(The data Opens)
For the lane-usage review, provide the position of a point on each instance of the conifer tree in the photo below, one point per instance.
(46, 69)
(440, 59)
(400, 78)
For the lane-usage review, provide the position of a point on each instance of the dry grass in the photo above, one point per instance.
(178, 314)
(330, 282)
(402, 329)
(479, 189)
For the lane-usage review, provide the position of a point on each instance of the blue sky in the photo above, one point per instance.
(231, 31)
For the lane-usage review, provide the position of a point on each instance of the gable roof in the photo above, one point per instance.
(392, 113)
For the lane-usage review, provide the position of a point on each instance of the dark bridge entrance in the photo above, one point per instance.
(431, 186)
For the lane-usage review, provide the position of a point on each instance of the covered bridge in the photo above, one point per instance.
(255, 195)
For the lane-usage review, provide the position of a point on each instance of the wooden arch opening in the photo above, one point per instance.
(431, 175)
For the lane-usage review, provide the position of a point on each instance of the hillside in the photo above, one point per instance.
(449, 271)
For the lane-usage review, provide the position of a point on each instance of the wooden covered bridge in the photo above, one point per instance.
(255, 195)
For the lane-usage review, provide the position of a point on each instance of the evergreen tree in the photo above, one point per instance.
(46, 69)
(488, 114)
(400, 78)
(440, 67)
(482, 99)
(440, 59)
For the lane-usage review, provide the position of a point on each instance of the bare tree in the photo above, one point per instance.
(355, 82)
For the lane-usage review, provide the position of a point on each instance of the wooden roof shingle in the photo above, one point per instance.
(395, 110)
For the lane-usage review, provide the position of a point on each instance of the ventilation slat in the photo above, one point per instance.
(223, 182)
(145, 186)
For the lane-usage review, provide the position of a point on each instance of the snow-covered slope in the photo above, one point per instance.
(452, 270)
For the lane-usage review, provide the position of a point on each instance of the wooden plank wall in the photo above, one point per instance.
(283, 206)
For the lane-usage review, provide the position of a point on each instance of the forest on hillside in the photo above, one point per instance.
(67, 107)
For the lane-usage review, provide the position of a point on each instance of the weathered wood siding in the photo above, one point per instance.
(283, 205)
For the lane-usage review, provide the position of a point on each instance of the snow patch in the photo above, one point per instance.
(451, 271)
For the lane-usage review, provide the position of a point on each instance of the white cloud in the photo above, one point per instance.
(The data Closes)
Write out the listing again. Keep every character the same.

Task answer:
For the lane-usage review, provide the position of a point on each instance of the conifer tree in the photo below, one point per instance.
(46, 69)
(440, 59)
(400, 78)
For the lane-usage review, provide the position of a point on each instance of the dry grass in the photo above, one point per instance.
(178, 314)
(330, 282)
(402, 329)
(479, 189)
For the lane-usage review, provide the position of a point on each instance of the blue sky in the photo above, one point per instance.
(231, 31)
For the lane-usage review, provide the position of a point on each instance of the gable roof in the photo above, one point per instance.
(392, 113)
For the lane-usage review, provide the position of a point on each instance of the dark bridge entrance in the photo above, one point per instance.
(431, 186)
For the lane-usage review, provide the position of a point on each instance of the covered bridge in the photo above, one point per instance.
(255, 195)
For the lane-usage review, provide the position of a point on each instance of the wooden arch opening in the photo above, one point per instance.
(431, 175)
For the lane-usage review, provide the position of a point on each instance of the hillside in the photo above, one point per instance.
(449, 271)
For the lane-usage review, provide the position of a point on each instance of the wooden covered bridge in the photo above, one point per instance.
(255, 195)
For the lane-usage review, provide the position of a point on each instance of the evergreen tree in the photo above, one point per instance.
(46, 69)
(488, 114)
(400, 78)
(440, 67)
(482, 99)
(440, 59)
For the lane-usage review, provide the position of a point on each instance of the bare tree in the photo above, one point per instance.
(355, 82)
For the lane-usage review, provide the position of a point on each instance of the wooden roof shingle in the photo above, one point per instance.
(395, 110)
For the lane-usage review, provide the position of a point on each instance of the ventilation slat in the photo above, one point per instance.
(223, 182)
(145, 186)
For the lane-usage review, provide the position of a point on each instance of the snow-covered slope in the photo above, one point per instance.
(452, 270)
For the lane-usage review, provide the position of a point on each instance of the wooden plank wall in the photo above, one point per instance.
(283, 206)
For the lane-usage review, provide the position of a point on each instance of the forest on hillside in the photo above, one point per instance.
(67, 107)
For the lane-usage review, provide the position of a point on each instance of the weathered wood siding in the photo above, one point per instance.
(283, 205)
For the lane-usage review, provide the position of a point on each instance of the snow patch in the photo above, one point per instance.
(451, 271)
For the lane-usage review, provide the position of a point on each instance of the white cloud in the photo above, one point per instance.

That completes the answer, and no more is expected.